TEKS YANG DIBERIKAN:
◇ ◇ ◇ ◇ ◇ ◇ ◇

Kita juga sulit membandingkan apakah keputusan relaksasi yang diambil oleh sebuah pemerintahan di sebuah negara itu benar atau tidak, tanpa kita memahami informasi apa yang ada di tangah pemerintah.
Kita harus ingat bahwa krisis adalah sebuah situasi di mana masalah yang terbesar adalah ketidakpastian. Dalam ketidakpastian maka tidak ada teori atau ramalan yang dapat dipegang.
Apabila sebuah masalah dapat dipastikan solusi atau jalan keluarnya maka masalah itu bukan disebut krisis. Oleh sebab itu, salah satu faktor yang mempercepat pulihnya sebuah negara dalam melewati krisis adalah faktor kepercayaan.
Hal ini yang diakui oleh dunia tentang penyelesaian Covid-19 di Korea Selatan. Bukan karena Korea tidak melakukan lockdown, melainkan karena sebagian besar penduduknya mematuhi, (tentu ada juga warga yang membandel) keputusan pemerintah.
Kepercayaan penduduk yang tinggi kepada pemerintah juga terjadi di Selandia Baru yang melakukan lockdown. Demikian pula di Swedia, walaupun jumlah kematiannya tinggi, penduduk di sana tetap percaya kepada keputusan pemerintah yang sejak awal hanya mengimbau jaga jarak fisik dan sosial.
Kepercayaan terhadap pemerintah ini yang masih dipertanyakan di Indonesia. Apakah warga Indonesia sepenuhnya percaya kepada pemerintah atau tidak?
Kita coba singkirkan dulu, kasus China atau Vietnam, sebagai perbandingan karena di kedua negara itu, warganya wajib percaya kepada pemerintah karena bila tidak maka sanksinya adalah penjara.
Kita mungkin dapat melihat Singapura sebagai perbandingan walaupun pengawasan terhadap kebebasan berpendapat kepada warga negaranya juga sama keras seperti China atau Vietnam. Kepercayaan penduduk Singapura kepada pemerintahnya dalam menangani wabah Covid-19 ini juga cukup tinggi.
Apabila kita perbandingkan sekilas, kepercayaan warga kepada penduduknya bukan datang secara tiba-tiba. Apabila kita telusuri melalui media massa pada awal-awal pandemik, ada juga warga yang meragukan apakah keputusan yang diambil pemerintah sudah tepat.
Tugas pemerintah adalah menjawab keraguan itu. Di Korea Selatan, pemerintahnya memilih lebih terbuka tentang kasus ini, terlepas dari pahit atau manisnya informasi tersebut. Mereka secara rutin dan berkala memberitahukan jumlah, penyebaran, zona-zona merah, dan informasi lainnya kepada warga mereka.
Di Singapura, pemerintah melakukan pemeriksaan massal yang cepat serta memberikan bantuan sosial yang tepat sasaran. Demikian pula di Selandia Baru.
Bagaimana di Indonesia? Ini yang menjadi tantangan untuk para pemimpin baik di pemerintahan pusat dan pemerintah daerah.

◇ ◇ ◇ ◇ ◇ ◇ ◇

SOAL LATIHAN:
1. Menurut teks tentang kepercayaan warga kepada pemerintah, apa masalah terbesar dalam situasi krisis?
2. Sebutkan semua negara yang disebut dalam teks tentang kepercayaan warga kepada pemerintah.
3. Salin bagian teks tentang kepercayaan warga kepada pemerintah, mulai dari "Kita coba singkirkan" dan berakhir pada "pemerintah sudah tepat.".

Entri dataset:

◇ ◇ ◇ ◇ ◇ ◇ ◇

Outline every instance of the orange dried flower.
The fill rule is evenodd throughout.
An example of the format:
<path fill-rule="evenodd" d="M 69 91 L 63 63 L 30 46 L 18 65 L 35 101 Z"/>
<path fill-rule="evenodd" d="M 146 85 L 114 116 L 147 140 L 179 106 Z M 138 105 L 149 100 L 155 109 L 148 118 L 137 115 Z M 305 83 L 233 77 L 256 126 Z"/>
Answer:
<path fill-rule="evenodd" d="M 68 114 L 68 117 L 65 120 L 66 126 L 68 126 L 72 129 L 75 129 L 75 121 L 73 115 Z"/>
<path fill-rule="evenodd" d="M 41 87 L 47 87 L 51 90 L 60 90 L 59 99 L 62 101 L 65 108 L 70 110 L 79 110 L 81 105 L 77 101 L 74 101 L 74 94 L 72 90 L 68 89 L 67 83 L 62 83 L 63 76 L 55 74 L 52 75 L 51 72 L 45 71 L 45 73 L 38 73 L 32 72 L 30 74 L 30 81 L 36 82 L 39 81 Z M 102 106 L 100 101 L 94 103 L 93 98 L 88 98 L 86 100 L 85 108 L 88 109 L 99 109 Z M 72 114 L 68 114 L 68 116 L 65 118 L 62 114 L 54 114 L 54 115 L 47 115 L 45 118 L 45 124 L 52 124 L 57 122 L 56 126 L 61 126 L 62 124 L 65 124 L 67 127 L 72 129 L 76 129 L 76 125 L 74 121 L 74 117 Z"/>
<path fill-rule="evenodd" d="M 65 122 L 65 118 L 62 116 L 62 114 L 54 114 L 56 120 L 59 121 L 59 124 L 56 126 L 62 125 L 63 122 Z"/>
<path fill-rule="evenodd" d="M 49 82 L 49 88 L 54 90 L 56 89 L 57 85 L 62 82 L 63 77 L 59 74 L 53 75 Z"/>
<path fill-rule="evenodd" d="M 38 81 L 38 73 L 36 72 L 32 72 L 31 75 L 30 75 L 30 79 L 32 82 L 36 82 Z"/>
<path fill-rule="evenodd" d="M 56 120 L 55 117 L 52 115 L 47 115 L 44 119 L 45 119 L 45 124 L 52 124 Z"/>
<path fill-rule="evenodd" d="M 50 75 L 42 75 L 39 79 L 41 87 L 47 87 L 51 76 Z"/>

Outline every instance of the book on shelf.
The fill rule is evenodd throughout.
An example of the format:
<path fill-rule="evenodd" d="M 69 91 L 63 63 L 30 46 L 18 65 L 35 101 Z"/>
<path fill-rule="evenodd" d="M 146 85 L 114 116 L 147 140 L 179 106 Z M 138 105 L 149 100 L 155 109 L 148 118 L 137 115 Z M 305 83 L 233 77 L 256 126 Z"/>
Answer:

◇ ◇ ◇ ◇ ◇ ◇ ◇

KUNCI JAWABAN:
1. Ketidakpastian.

2. Korea Selatan, Selandia Baru, Swedia, Indonesia, China, Vietnam, Singapura

3.
Kita coba singkirkan dulu, kasus China atau Vietnam, sebagai perbandingan karena di kedua negara itu, warganya wajib percaya kepada pemerintah karena bila tidak maka sanksinya adalah penjara.
Kita mungkin dapat melihat Singapura sebagai perbandingan walaupun pengawasan terhadap kebebasan berpendapat kepada warga negaranya juga sama keras seperti China atau Vietnam. Kepercayaan penduduk Singapura kepada pemerintahnya dalam menangani wabah Covid-19 ini juga cukup tinggi.
Apabila kita perbandingkan sekilas, kepercayaan warga kepada penduduknya bukan datang secara tiba-tiba. Apabila kita telusuri melalui media massa pada awal-awal pandemik, ada juga warga yang meragukan apakah keputusan yang diambil pemerintah sudah tepat.